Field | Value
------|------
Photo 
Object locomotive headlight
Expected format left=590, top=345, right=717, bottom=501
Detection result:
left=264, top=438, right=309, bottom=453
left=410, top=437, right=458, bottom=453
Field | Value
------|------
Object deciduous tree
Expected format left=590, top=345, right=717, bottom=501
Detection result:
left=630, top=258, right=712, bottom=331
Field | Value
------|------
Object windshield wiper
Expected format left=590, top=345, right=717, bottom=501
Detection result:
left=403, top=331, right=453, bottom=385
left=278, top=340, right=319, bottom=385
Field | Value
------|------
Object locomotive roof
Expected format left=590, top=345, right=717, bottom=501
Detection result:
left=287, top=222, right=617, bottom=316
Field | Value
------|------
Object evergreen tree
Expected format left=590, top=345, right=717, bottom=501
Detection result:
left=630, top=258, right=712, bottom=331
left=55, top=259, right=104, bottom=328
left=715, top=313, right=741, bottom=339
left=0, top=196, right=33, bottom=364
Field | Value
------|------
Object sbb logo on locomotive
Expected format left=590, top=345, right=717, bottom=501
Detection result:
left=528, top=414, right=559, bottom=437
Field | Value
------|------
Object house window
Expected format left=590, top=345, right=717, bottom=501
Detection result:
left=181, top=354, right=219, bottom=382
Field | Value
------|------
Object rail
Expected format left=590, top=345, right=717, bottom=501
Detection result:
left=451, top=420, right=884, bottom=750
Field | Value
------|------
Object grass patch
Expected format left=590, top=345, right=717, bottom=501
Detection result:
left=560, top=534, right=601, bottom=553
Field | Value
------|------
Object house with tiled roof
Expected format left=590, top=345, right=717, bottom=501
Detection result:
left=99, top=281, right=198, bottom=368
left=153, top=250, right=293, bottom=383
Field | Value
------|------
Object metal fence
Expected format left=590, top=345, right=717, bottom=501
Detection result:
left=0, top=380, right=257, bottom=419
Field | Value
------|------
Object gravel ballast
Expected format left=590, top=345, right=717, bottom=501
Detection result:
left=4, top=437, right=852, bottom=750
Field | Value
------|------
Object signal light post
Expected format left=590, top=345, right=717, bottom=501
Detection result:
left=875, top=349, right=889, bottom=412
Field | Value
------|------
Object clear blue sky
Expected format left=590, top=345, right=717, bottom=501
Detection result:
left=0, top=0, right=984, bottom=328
__________
**Opdracht:** Geef aan hoeveel regels in de gegevens hierboven het woord "house" bevatten. Noem alleen het getal.

**Antwoord op opdracht:** 2